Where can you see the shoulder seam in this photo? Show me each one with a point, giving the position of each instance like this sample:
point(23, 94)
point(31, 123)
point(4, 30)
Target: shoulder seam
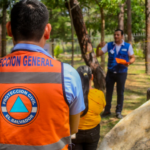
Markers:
point(63, 84)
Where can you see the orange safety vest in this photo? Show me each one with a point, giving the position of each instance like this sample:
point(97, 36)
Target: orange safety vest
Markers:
point(34, 110)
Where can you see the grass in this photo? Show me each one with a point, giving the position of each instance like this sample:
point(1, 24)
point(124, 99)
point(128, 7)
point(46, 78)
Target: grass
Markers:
point(135, 91)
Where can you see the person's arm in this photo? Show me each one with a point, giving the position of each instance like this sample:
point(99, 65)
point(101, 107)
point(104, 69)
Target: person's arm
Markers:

########################################

** Directions **
Retype exactly, and only, the lines from the line holding "point(99, 65)" through the last line of the data; both of those lines count.

** Response for this exercise **
point(99, 65)
point(101, 107)
point(104, 69)
Target: person's arm
Markers:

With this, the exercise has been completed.